The offered product can operate in several modes: Fat AP, Leader AP, Fit AP, or Cloud. In Fat AP mode, the device functions as an independent access point, allowing you to configure it like a regular wireless router. Leader AP mode enables you to configure the AP362 as a master device (leader) responsible for managing other compatible access points. Cloud mode allows you to connect the device to a controller located in the cloud, while Fit AP mode is used to connect it to another physical WLAN AC controller. Solutions from the eKitEngine series enable you to create an extensive and efficient wireless network, capable of covering very large areas. The devices support data roaming, band steering, and various authentication methods. They are ideally suited for a wide range of applications, from home use to large enterprises and restaurants.
Wi-Fi 6 AX3000 wireless network
AP362 is designed to transmit Wi-Fi 6 wireless networks and supports IEEE 802.11 b/g/n/ax protocols in the 2.4 GHz band and IEEE 802.11 a/n/ac/ax protocols in the 5 GHz band. The maximum theoretical throughput is 574 Mb/s in the 2.4 GHz band and 2402 Mb/s in the 5 GHz band. This speed is more than sufficient for most internet activities, including streaming 4K videos online, gaming, or downloading large files.
The access point also utilizes several additional features that positively impact network quality. MU-MIMO enables simultaneous transmission and reception of data from multiple clients, eliminating data queuing. Beamforming shapes the beam to improve connections with devices at the edge of the coverage area, while TWT (Target Wake Time) conserves energy by waking up connected devices only when a transmission is initiated.
Gigabit Ethernet port, Power over Ethernet / DC socket
The offered product is equipped with a single Gigabit Ethernet port (10/100/1000 Mbps), which simultaneously serves as a Power over Ethernet (PoE) input compliant with the IEEE 802.3af standard. Power can also be supplied using a standard DC socket, with an input voltage of 12 V. The maximum power consumption is 11.2 W.
Smart antennas
The access point features Smart antennas, comprised of multiple elements capable of operating independently. Depending on the requirements, these antenna elements can modify the shape of the main beam to provide the best possible coverage to connected clients. The device adapts to radio conditions, offering significantly better signal coverage compared to APs equipped with conventional omni-directional antennas. The gain in both frequency bands is 4 dBi.
Up to 256 clients
The Huawei AP362 can handle up to 256 client devices connected simultaneously. APs from the eKitEngine series are ideal for locations with or potentially hosting many users. The system supports load balancing and smart roaming, so if one access point becomes overloaded, users are switched to others.
The DFA (Dynamic Frequency Allocation) algorithm is used for automatically detecting wireless channel usage and recognizing overlapping transmissions. In the case of multiple access points, they operate to avoid interfering with each other. Additionally, technologies like EDCA (Enhanced Distributed Channel Access) and airtime scheduling enable the scheduling of channel utilization for specific client devices, ensuring equal access to the network for each of them.

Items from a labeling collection
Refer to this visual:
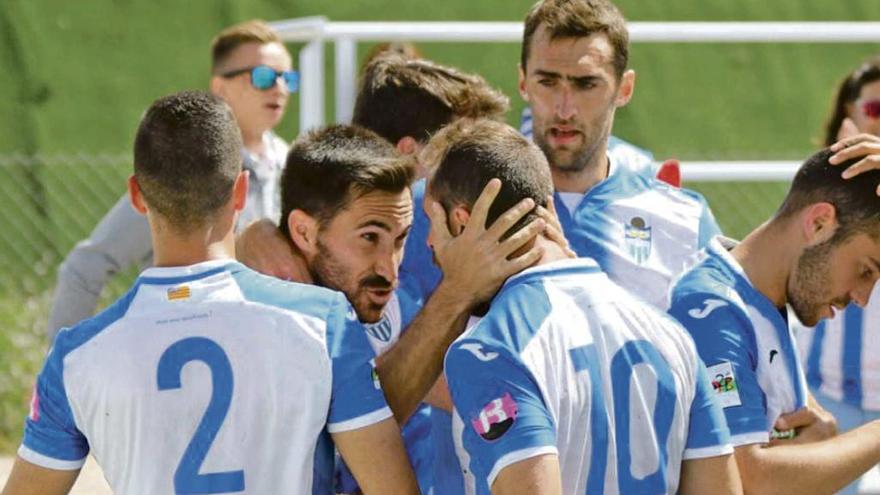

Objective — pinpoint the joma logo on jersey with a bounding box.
[471,392,517,441]
[623,217,651,265]
[167,285,192,301]
[367,316,391,342]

* [YOUR TASK] Pick up the Huawei AP362 access point description after its final sentence and keep writing it.

* [TASK OUTPUT]
A significant advantage of the eKitEngine-based system is the optimization of network utilization by client devices. Clients with low signal strength or slow connection speeds are automatically disconnected to improve overall transmission quality. Additionally, the AP362 features a 5G-prior function where client devices are primarily connected in the 5 GHz band to provide them with the best possible throughput. This reduces congestion and interference in the 2.4 GHz band significantly.
Advanced wireless system
The offered product is designed to work in a large wireless system composed of multiple access points. Such a network is capable of covering even very large areas, depending on the number of devices used. The system supports data roaming, where users are automatically switched between individual access points without losing their connection.
Huawei solutions offer a wide range of features related to bandwidth control, improving transmission quality, and security. For user authentication, you can utilize methods such as 802.1x, MAC addresses, or captive portals. An advanced management and monitoring system will help you reduce the time spent on network administration, for example, through automatic detection and recognition of various types of errors.
Four operating modes
Access points can operate in four modes:
- Fat AP - the access point operates independently, and configuring and managing it resembles the process for standard wireless routers. It's suitable for small networks where you use only one AP.
- Leader AP - It allows configuring the device as a "leader," thereby taking on the role of a controller in the network. You can connect other access points to the device in Leader AP mode to create an expanded system. This mode is best suited for small networks, such as offices or restaurants, and helps reduce costs associated with purchasing additional controllers.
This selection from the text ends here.